[Outline labeling records]
"""

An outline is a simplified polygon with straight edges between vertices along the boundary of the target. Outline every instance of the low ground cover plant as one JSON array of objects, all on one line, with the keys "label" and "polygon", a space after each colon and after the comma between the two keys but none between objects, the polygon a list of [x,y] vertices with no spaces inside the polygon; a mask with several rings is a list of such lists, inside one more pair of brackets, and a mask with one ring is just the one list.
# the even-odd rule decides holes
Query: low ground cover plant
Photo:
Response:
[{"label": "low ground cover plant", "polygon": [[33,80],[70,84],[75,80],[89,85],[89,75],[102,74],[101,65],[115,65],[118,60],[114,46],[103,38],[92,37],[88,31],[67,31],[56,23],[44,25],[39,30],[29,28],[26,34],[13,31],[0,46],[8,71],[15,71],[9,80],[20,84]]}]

"""

- Problem to solve -
Can you arrange the records above as a two-column CSV with the columns "request" and "outline", one row per record, each field in double quotes and any line breaks replaced by spaces?

- Result of the task -
request,outline
"An outline is a simplified polygon with straight edges between vertices along the boundary of the target. Outline every instance of the low ground cover plant as one JSON array of objects, all on one line, with the keys ""label"" and ""polygon"", a space after each colon and after the comma between the two keys but none between objects, the polygon a list of [x,y] vertices with no spaces inside the polygon; a mask with several rings is a list of such lists, inside one more pair of brackets, and a mask with one ring is just the one list. # the even-odd rule decides holes Query: low ground cover plant Photo: Response:","[{""label"": ""low ground cover plant"", ""polygon"": [[33,80],[70,84],[75,80],[89,85],[89,75],[102,74],[101,65],[115,65],[118,60],[114,46],[103,38],[92,37],[88,31],[67,31],[56,23],[44,25],[39,30],[29,28],[26,34],[13,31],[0,46],[8,71],[15,71],[9,80],[20,84]]}]"